--- Segmentation mask data ---
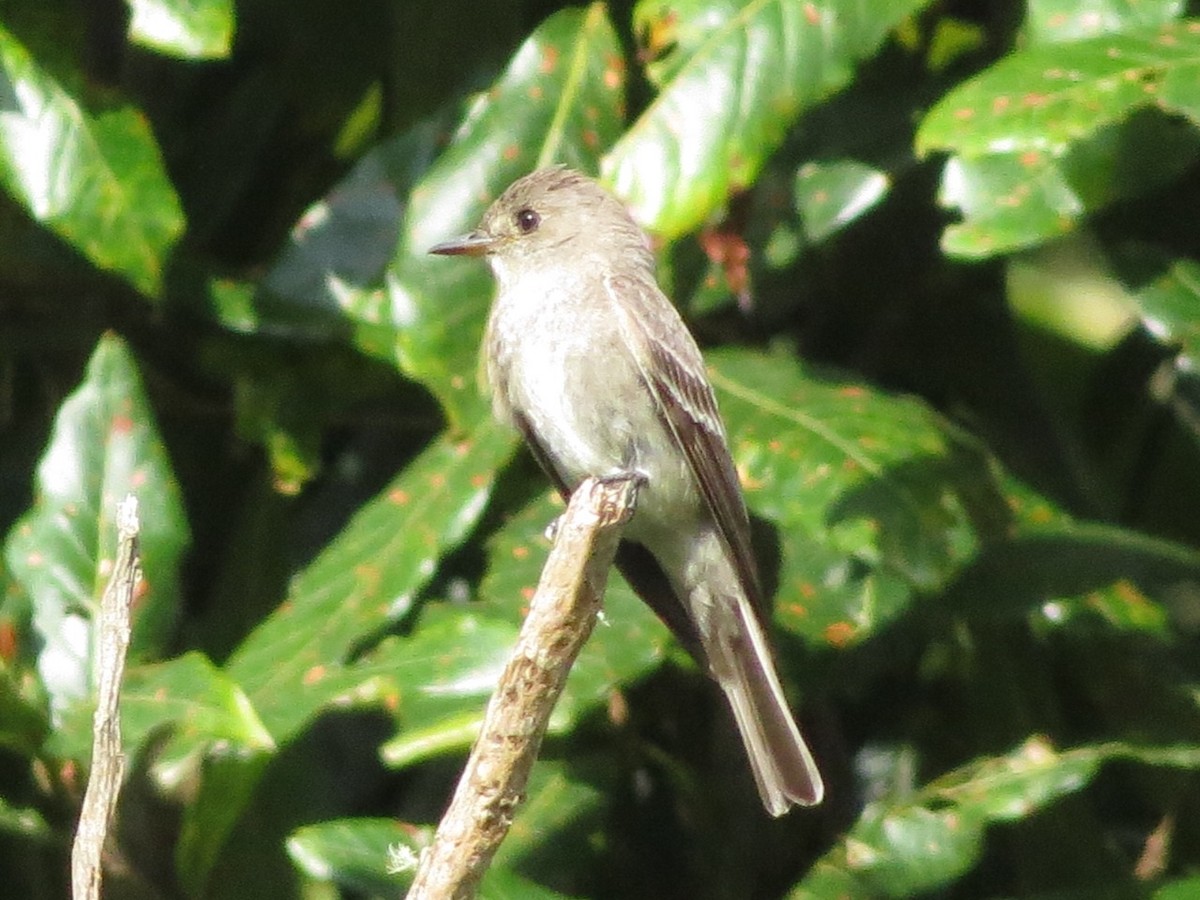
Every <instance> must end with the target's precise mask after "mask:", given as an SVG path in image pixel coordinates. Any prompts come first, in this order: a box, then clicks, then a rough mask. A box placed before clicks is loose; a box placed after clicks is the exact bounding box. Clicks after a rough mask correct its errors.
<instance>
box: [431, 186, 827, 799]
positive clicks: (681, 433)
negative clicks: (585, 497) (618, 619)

--- WHAT TO WORK ON ---
What you return should match the entries word for word, pictures aside.

--- SOLVED EXERCISE ---
Every <instance> must end with the target's precise mask after "mask:", given as an SVG path in image pixel coordinates. Any prompts come first, in this order: a box, then clicks, then a rough mask. A box placed before clicks is loose; a box placed after clicks is the exact bounding box. Clicks after a rough mask correct its errors.
<instance>
box: [431, 186, 827, 799]
positive clicks: (681, 433)
negative clicks: (585, 497) (618, 619)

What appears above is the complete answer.